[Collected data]
·····

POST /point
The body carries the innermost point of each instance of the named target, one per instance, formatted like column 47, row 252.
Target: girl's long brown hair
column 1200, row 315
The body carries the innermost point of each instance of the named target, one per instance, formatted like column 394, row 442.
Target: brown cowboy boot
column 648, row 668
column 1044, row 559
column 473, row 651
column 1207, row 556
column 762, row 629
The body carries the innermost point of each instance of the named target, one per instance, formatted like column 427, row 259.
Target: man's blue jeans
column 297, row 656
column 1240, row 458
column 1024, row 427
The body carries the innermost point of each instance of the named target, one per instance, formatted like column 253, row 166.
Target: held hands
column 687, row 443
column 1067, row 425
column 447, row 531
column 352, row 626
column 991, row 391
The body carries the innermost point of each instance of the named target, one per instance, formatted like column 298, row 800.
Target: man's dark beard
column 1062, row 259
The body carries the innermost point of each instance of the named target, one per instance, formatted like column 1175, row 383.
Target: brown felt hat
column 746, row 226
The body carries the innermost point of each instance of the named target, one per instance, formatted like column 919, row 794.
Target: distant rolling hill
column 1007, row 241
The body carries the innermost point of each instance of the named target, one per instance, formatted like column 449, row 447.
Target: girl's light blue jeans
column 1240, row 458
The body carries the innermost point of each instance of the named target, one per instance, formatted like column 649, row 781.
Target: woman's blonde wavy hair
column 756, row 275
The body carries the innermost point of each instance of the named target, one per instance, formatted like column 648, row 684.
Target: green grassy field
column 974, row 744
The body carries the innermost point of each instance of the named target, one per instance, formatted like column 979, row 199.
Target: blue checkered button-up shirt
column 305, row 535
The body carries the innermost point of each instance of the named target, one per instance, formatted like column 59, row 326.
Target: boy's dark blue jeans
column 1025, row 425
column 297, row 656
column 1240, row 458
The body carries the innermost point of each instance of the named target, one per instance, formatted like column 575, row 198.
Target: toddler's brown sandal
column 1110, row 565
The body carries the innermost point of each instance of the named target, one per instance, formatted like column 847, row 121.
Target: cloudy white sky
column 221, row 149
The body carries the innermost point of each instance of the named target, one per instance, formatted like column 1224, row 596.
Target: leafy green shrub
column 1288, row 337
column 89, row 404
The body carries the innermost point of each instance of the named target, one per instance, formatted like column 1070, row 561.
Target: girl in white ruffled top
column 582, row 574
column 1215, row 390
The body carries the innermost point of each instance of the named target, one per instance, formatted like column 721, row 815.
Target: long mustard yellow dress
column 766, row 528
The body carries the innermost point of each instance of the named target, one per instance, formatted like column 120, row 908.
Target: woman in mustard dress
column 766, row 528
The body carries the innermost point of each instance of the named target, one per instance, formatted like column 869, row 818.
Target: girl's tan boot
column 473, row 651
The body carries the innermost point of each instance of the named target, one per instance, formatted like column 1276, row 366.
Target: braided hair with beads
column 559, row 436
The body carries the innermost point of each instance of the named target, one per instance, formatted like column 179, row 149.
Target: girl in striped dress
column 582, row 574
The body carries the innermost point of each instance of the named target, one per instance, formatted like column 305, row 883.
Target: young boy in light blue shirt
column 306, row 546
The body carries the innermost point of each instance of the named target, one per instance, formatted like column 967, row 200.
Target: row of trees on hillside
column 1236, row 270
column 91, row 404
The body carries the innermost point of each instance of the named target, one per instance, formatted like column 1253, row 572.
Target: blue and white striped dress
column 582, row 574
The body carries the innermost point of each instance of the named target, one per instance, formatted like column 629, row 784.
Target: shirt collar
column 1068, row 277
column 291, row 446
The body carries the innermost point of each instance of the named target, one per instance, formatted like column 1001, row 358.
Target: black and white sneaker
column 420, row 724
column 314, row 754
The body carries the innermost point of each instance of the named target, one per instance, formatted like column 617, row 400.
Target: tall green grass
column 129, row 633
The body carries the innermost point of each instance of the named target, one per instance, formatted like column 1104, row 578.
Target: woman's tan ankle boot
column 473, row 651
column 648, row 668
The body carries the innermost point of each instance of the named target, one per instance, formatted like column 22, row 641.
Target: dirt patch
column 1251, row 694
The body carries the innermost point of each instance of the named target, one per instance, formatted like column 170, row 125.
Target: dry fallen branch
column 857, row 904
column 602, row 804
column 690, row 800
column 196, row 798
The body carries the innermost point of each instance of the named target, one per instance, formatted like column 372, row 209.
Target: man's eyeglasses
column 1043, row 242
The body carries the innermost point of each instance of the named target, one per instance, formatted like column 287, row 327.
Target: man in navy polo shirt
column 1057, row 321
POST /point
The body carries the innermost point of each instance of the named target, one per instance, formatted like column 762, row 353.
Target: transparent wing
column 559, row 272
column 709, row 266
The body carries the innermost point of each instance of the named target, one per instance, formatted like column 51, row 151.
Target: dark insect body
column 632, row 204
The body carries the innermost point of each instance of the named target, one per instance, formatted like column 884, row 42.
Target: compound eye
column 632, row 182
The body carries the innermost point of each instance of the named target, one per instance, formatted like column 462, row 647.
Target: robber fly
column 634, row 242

·····

◆ What to produce
Each entry above is to be copied out exactly as written.

◆ Written reply
POST /point
The body carries the innermost point of each instance of the named target, one per instance, formatted like column 47, row 252.
Target: girl's long brown hair
column 1200, row 315
The body carries the innermost point of each instance of the named target, one per instance, formatted like column 394, row 442.
Target: brown cowboy boot
column 648, row 668
column 1044, row 559
column 473, row 651
column 1207, row 556
column 762, row 629
The body carries the innermost point of each instance of the named target, one per instance, formatted like column 427, row 259.
Target: man's blue jeans
column 297, row 656
column 1240, row 458
column 1024, row 427
The body carries the innermost point of each instance of the named target, one per instance, formatted like column 253, row 166.
Target: held hands
column 687, row 443
column 1067, row 425
column 447, row 531
column 352, row 626
column 991, row 391
The body carries the innermost point of each instance of the named target, one per instance, formatted like column 298, row 800.
Target: man's dark beard
column 1062, row 259
The body carries the innermost point of each instance of the named target, one per instance, formatted like column 1175, row 383.
Target: brown felt hat
column 746, row 226
The body carries the innermost point of each instance of the named target, one per instance, formatted like column 919, row 794.
Target: distant rolling hill
column 1007, row 241
The body carries the innermost point of each instance of the named target, one per instance, formatted like column 449, row 447.
Target: girl's light blue jeans
column 1240, row 458
The body carries the innermost point of each instance of the named target, one per instance, formatted like column 649, row 781.
Target: woman's blonde wavy hair
column 756, row 275
The body carries the innermost point of each instance of the named target, one per instance, formatted like column 648, row 684.
Target: green grassy field
column 974, row 744
The body carries the innermost point of each instance of the named target, one per instance, formatted like column 979, row 199.
Target: blue checkered button-up shirt
column 305, row 535
The body carries the innermost point of each instance of the named target, one per instance, formatted like column 59, row 326.
Target: boy's dark blue jeans
column 1025, row 425
column 297, row 656
column 1240, row 458
The body carries the innermost point of each instance of the named target, one per instance, formatted like column 575, row 198.
Target: toddler's brown sandal
column 1110, row 565
The body carries the innermost point of each instance of the named target, one per instance, formatted like column 847, row 121.
Target: cloudy white sky
column 221, row 149
The body carries the innermost point of each instance of the named target, one per instance, formatted like column 1224, row 596.
Target: leafy green shrub
column 1288, row 337
column 89, row 404
The body carries the innermost point of each instance of the named target, one per instance, formatted like column 1070, row 561.
Target: girl in white ruffled top
column 582, row 574
column 1215, row 390
The body carries the innermost point of each instance of the named target, one per instance, formatted like column 721, row 815.
Target: long mustard yellow dress
column 766, row 528
The body carries the innermost point of each instance of the named target, one per instance, formatted like column 120, row 908.
Target: woman in mustard dress
column 766, row 528
The body carries the innermost point of each instance of the named target, one per instance, formatted like column 869, row 818.
Target: girl's tan boot
column 473, row 651
The body carries the innermost point of each instance of the named target, one per instance, formatted like column 1276, row 366.
Target: braided hair with beads
column 559, row 436
The body carries the innermost point of each instance of the named target, one per instance, formatted like column 179, row 149.
Target: girl in striped dress
column 582, row 574
The body carries the innermost point of each instance of the named target, one per instance, formatted like column 305, row 883.
Target: young boy in light blue shirt
column 306, row 546
The body carries the innermost point of each instance of the named target, one per instance, formatted like column 967, row 200.
Target: row of trees on hillside
column 1236, row 270
column 91, row 404
The body carries the innermost point of each instance of the named target, one per instance, formatted like column 1253, row 572.
Target: blue and white striped dress
column 582, row 574
The body carries the innermost point of each instance of the named target, one per instance, formatted like column 629, row 784.
Target: shirt collar
column 1068, row 277
column 291, row 446
The body carries the innermost point of each instance of the named target, one per instance, formatted like column 1001, row 358.
Target: black and white sneaker
column 420, row 724
column 314, row 754
The body carries the innermost point of each instance of the named target, one per instance, formatted like column 617, row 400.
Target: tall green grass
column 129, row 633
The body carries the innermost point of each instance of the named target, one per instance, formatted like column 1104, row 578.
Target: woman's tan ankle boot
column 473, row 651
column 648, row 668
The body carries the innermost point of each instance of the named target, one per instance, formatted like column 22, row 641.
Target: dirt patch
column 1251, row 694
The body carries the innermost point of each instance of the named target, one per instance, formatted like column 170, row 125.
Target: dry fallen branch
column 857, row 904
column 602, row 804
column 690, row 800
column 196, row 798
The body carries the innermost point of each instance of the named target, one per instance, formatted like column 372, row 209.
Target: man's eyeglasses
column 1043, row 242
The body carries the innermost point of each instance of the named target, one per instance, formatted like column 287, row 327.
Target: man in navy polo shirt
column 1057, row 321
POST /point
The body carries the innermost point of each instance of the named target, one per instance, formatted like column 762, row 353.
Target: transparent wing
column 559, row 272
column 709, row 266
The body carries the innermost point of each instance of the named target, one per instance, formatted like column 51, row 151.
Target: dark insect body
column 632, row 204
The body carries the innermost point of each instance of the named target, one per instance, formatted like column 884, row 42.
Target: compound eye
column 632, row 182
The body carries the innermost point of each instance of the named target, one per instance, formatted like column 462, row 647.
Target: robber fly
column 634, row 242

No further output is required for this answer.